» 本文:
****

夜は電燈を消して眠ることにしております。が、わたくしはどうも寝つきの悪い方で、それにはいつも困るのです。床の中で本を読むということは殆どありませんが、でもこの間、あんまり睡れないので、本でも読んでみたら、と思って横になったまま読み始めたら、却って目が冴えて一そう困ってしまいました。自分の書いたものでも読んだら、厭気がさして、飽々して、早く眠れるかしら、と思うのですが……。
新聞
新聞は今、『時事』と『日日』と『報知』と、それに芝居のことを知りたいために『都』と、都合四つとっております。それらの紙面で先ず目をつけるのは社会欄です。社会記事から創作の材料を得たことは一度もありませんが、「なるほど、こういうこともあるのか」と思うような、さまざまの世相を見たり考えさせられたりするので、かなり興味をそそられます。そうした記事をすぐ小説に書けたら面白かろうと思います。も一つわたくしが、ひまな時に必ず見るのは、『時事』のよろず案内や『日日』のいろいろの案内記事です。あれを見ると、例えば、家政婦に住み込みたいとか、家政婦を求めるとか、というようなことが、何か知ら曖昧な、いろいろの世相が、これにも感じられ味わわれるような気がして、わたくしには面白い。広告欄はたいして注意しませんが、でもブック・レビューなどは目を通します。
新聞を読むのは、平常は朝ですけれど、創作中は、朝食後すぐ机に坐りますので、いつもお昼御飯のときに読むことにしています。
食事
朝は、起きてから洗面や化粧――といっても、わたくしの化粧は、ちょいちょいと手早くすませてしまうのですが――そんなことに約三十分ほど費して、それから食事をいたします。朝の食事はいつもきまって、パンと卵と紅茶とだけです。夏は卵のかわりにトマトをたべます。
昼はごく簡単な日本食をとります。
夜は六七時頃、三度のうちでは一ばん御馳走のある食卓にむかいます。
嗜好
わたくしは支那料理が非常に好きです。日本料理も西洋料理も、おいしければ大好きですけれど、まずい西洋料理よりは、たいしておいしくなくとも日本料理の方を好みます。
魚類では、夏なら「あらい」にしてたべるものがすきです。けれどもわたくしは一体、お魚がひどくすきというのではないので、牛肉などなら毎日でも結構ですけれど、お魚をそう続けられては見るもいやになります。肉類にしても、東京の堅い鶏肉はあまり好みません。特に好物といえばあい鴨[#「あい鴨」に傍点]です。

****

» 課題:
• 1. 本文では、朝の食事にはいつも何を食べると書かれているか。
• 2. 本文の食べ物の好みの話を、最後の文の後から書き進めよ。
データはここでは使わない。

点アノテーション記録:
****

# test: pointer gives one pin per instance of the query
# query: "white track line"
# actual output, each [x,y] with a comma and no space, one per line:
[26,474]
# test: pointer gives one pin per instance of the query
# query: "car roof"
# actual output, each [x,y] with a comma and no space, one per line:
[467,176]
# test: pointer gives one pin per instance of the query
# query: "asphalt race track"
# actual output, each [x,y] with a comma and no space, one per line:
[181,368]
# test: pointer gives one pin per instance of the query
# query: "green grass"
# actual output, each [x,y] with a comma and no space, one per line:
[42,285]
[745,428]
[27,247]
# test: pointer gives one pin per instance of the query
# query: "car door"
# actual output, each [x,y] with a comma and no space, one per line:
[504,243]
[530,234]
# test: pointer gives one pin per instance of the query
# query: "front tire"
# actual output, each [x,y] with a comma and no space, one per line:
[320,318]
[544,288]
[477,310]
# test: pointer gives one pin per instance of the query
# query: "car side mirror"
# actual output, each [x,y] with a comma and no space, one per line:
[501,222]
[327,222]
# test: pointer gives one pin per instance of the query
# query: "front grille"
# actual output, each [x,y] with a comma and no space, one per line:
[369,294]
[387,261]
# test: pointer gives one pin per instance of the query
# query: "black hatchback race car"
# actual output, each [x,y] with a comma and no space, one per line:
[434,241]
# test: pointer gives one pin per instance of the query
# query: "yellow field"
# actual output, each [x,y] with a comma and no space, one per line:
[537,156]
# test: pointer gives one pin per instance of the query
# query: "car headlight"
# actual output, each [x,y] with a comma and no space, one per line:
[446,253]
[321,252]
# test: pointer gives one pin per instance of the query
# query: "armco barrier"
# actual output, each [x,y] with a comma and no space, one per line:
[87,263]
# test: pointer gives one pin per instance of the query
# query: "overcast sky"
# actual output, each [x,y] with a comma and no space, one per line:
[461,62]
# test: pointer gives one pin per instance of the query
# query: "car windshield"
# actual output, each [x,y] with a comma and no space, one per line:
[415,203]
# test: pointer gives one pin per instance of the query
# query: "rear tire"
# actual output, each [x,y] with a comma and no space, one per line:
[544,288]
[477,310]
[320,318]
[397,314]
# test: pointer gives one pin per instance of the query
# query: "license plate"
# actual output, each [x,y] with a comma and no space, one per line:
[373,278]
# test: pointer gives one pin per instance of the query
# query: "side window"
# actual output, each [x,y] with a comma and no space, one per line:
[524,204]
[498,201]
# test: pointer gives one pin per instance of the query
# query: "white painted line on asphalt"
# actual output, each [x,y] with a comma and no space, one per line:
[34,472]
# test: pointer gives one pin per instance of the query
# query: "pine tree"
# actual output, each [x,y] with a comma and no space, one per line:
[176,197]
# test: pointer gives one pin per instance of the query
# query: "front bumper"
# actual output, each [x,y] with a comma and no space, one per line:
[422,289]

****

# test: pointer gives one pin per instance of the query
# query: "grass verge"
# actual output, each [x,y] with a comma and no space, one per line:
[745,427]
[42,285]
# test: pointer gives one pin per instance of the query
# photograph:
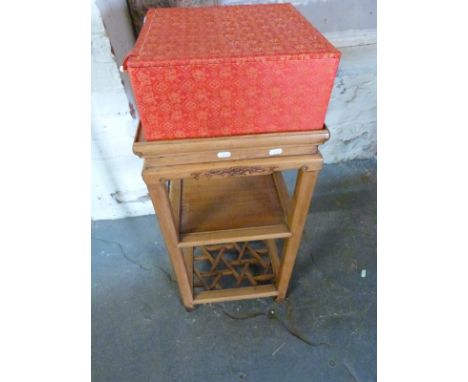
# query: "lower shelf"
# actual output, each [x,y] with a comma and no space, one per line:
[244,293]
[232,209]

****

» 解答:
• 1. パンと卵と紅茶だけで、夏は卵のかわりにトマトを食べる。

• 2.
野菜では、胡瓜とかサラダとか、見た眼に新鮮な感じのするものを好みます。殊に五月時分、はしり[#「はしり」に傍点]の胡瓜をなまのまま輪切りにして塩をつけてたべるのは、毎年その季節の楽しみの一つです。
嫌いなものといえば、何よりも先ず納豆です。北国の人は一体納豆を好むようですが、わたくしは、福島県の生れですし、父祖の生れは山形県ですし、それに父も母も納豆が嫌いではないのですが、わたくしはどうも駄目です。母なぞは「お前は国の納豆をたべないからだよ、たべず嫌いなんだよ」と申しますけれど、わたくしも、その国の納豆――山形県の――を見て知っていますが。――東京の納豆の三分の一ほどの、それは小さな納豆で、東京の納豆のような変な臭いもないのですが、兎も角わたくしには手が出ません。
煙草はのみませんが、そばで匂いをかぐのはすきです。
間食
間食はずいぶんいたします。果物では、ネーブルのような酸っぱいものでないかぎり大抵のものはいただきます。何に依らずわたくしは酸っぱいものを好みません、といっても、おすしとか酢の物なぞはたべますが、つまりわたくしのは、どぎつい[#「どぎつい」に傍点]酸っぱさを含んだものがたべられないのです。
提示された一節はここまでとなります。